Experimente =>
Pode dar continuidade ao texto sobre o setor elétrico brasileiro, que aparece abaixo antes dos dados, a partir do ponto em que ele termina?

Texto para leitura =>
<<<<
Quando o custo da tecnologia baixa, o que era benefício vira privilégio. É uma bolha que pode explodir no setor elétrico. Em 2023, os subsídios representaram 13,5% da tarifa média no Brasil no mercado cativo. E vai crescer. E se a tarifa sobe, há estímulo para buscar mais subsídio. A oferta está crescendo independente da demanda, porque a busca por esse privilégio se dá sem planejamento. Em determinados horários do dia e fins de semana há mais oferta do que demanda. O ONS tem de cortar a geração. Assim, o empreendedor que fez um contrato para gerar vende menos. Mas garantiu um financiamento, que terá de ser pago, com base na receita prevista, maior. Essa eu chamo de espiral do suicídio, em vez de espiral da morte. É uma decisão própria, e o modelo caminha para.
Está na hora de nova revisão da regulação?
Já passou da hora da modernização do setor elétrico. Tem vários projetos de lei, mas não avançam porque o governo, a começar pelo Ministério de Minas e Energia, perdeu o protagonismo da política energética. Até o governo Dilma, mandava-se uma lei para o Congresso e o Executivo tinha capacidade de articulação política. A perda do protagonismo começa no segundo governo Dilma, em que o Brasil entra em crise política, depois vem Temer e Bolsonaro, que não primou por impor a modernização da política energética. Agora, quem faz a política energética é o Congresso. Como é que muda algo em um Congresso que quer botar jabutis, que manteve o subsídio para usinas termelétrica a carvão até 2050? Tudo isso tem custo, que é repassado ao sistema, criando privilégios. Essa conta não vai fechar. Então, espero estar errado, espero que o governo acorde, porque caminhamos para uma crise financeira de judicialização. Está todo mundo atrás de privilégio. Quero garantir o meu e não pagar o subsídio do outro.
Com a perda da qualidade no serviço, a perda de concessão deve ser um instrumento de gestão de consequências? No caso da Amazonas, deve espetar mais de R$ 8 bilhões para os consumidores.
O da Amazonas é um exemplo da perda de protagonismo do Estado e, pelo que as evidências demonstram, favorecer o grupos específicos. É um caso que gera subsídios. O custo de geração termelétrica se transformou em pagamento de energia de reserva de potência, que todos pagam.
E no caso da Enel, em São Paulo?
No final dos anos 1990, foi criada a Aneel (Agência Nacional de Energia Elétrica) e foi feito um contrato padrão. A distribuidora assina um contrato de 30 anos. Mas há 30 anos, não havia necessidade de maior resiliência de rede para vento de 100 km/h. Só o cálculo, a cada quatro anos, do número (FEC) e duração (DEC) das interrupções. Está previsto que esses dados têm de cair, para melhorar a qualidade do atendimento. E vêm diminuindo. Então, se pegar os índices DEC e FEC da Enel, está normal.
>>>>
Material fornecido =>
<<<<
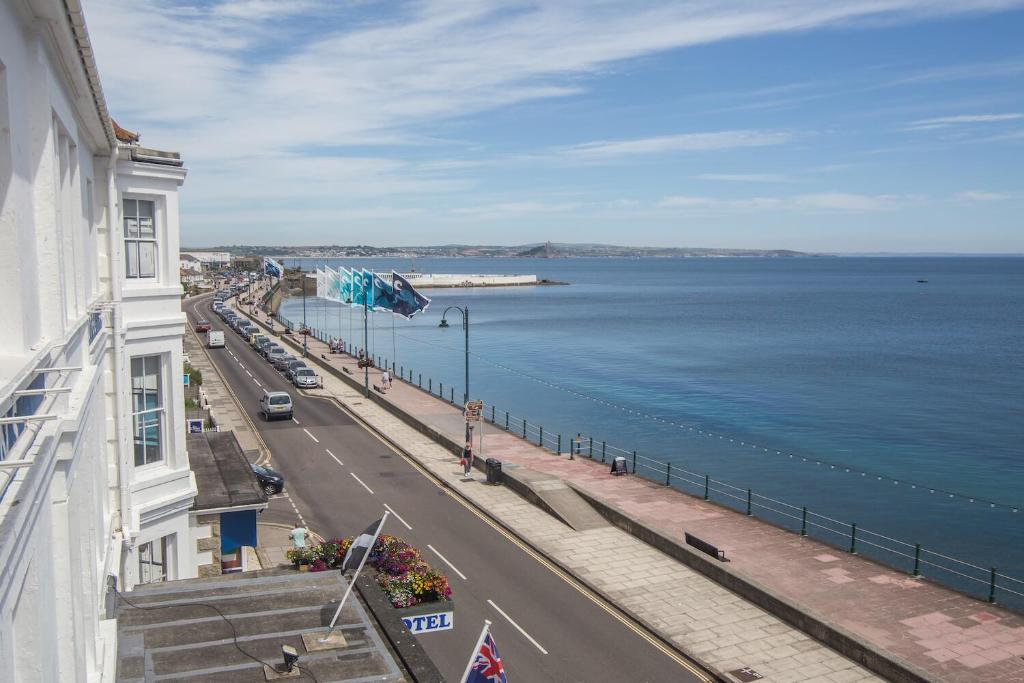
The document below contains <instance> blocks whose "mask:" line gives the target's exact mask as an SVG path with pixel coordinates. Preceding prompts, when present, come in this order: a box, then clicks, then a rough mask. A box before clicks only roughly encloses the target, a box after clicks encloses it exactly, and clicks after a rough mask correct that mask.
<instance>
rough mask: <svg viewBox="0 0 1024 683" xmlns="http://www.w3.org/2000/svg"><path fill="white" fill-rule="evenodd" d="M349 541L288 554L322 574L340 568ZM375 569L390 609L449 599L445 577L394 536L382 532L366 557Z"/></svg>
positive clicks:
>>>>
Resposta da tarefa =>
Mesmo se computar os últimos dias?
Como são resultado de eventos climáticos extremos, não pode usar o ponto fora da curva para medir. O problema em São Paulo foi que caiu no meio de uma eleição. O prefeito (Ricardo Nunes, MDB) jogou o problema para a Enel. A Enel diminuiu o investimento, mas não quebrou a regra da Aneel. Como foi no meio da eleição, a culpa é da Aneel, (presidente Luiz Inácio) do Lula (da Silva), do Tarcísio (de Freitas, governador de São Paulo), do (prefeito de São Paulo, Ricardo) Nunes, mas ninguém culpou o aquecimento que a cidade provoca. É uma superfície que só gera calor. A culpa é da emissão de gases de feito estufa. A prefeitura, o Estado e a União não têm programa para reduzir a emissão de gases no setor de transporte. Cerca de 1,3 mil carros ganham autorização para circular por dia em São Paulo.
Hoje não haveria justificativa técnica para perda da concessão?
Não, porque não pode quebrar um contrato de bilhões de investimento, que ainda não foi amortizado, por causa de um evento climático extremo.
O custo do aumento da resiliência do sistema tem de ser passado ao consumidor?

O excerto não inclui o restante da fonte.